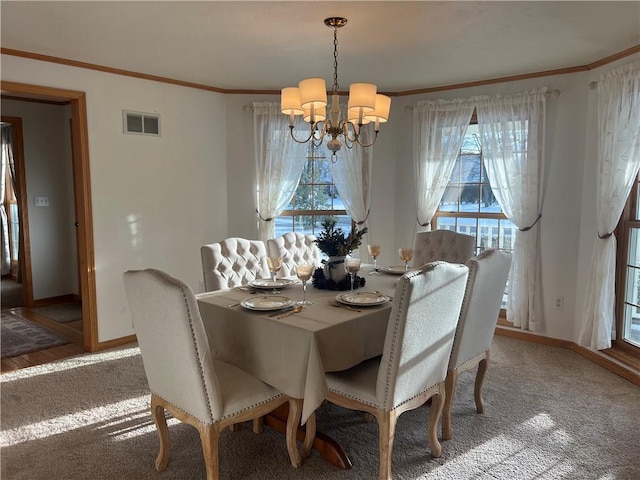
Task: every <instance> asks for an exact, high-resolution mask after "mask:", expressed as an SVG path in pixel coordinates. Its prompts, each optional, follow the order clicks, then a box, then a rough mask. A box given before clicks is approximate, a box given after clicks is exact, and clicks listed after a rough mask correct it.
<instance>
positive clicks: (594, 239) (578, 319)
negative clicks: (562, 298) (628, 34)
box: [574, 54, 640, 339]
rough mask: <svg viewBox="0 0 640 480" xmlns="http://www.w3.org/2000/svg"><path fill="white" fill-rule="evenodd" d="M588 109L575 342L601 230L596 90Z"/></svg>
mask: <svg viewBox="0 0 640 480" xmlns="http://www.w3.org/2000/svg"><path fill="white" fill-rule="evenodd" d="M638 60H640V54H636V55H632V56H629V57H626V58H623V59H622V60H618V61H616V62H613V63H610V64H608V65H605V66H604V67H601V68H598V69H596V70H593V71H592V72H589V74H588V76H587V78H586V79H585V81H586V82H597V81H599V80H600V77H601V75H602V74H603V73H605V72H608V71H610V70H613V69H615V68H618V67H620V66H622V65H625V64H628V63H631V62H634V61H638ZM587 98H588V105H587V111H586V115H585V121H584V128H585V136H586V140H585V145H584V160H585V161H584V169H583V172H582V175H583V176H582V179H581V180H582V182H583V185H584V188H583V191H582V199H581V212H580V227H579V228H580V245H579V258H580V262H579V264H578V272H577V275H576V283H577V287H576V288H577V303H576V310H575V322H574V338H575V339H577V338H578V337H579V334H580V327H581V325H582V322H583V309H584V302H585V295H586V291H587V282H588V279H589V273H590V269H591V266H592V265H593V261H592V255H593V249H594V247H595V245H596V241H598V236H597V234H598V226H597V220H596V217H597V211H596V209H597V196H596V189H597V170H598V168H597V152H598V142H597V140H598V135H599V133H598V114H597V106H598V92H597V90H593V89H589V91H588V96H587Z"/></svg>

+++

What you are asked to do -
Lines with the word "clicks" in them are the answer; report each one from the data.

Final answer -
Task: every <instance> asks for an exact, high-resolution mask after "mask:", expressed as an SVG path in pixel coordinates. Its prompts, each optional, follow the order clicks, then a box, then a rough mask. A box given before clicks is approximate, a box given after clicks is exact, and clicks listed after a rough mask correct it.
positive clicks: (594, 239) (578, 319)
negative clicks: (562, 298) (628, 34)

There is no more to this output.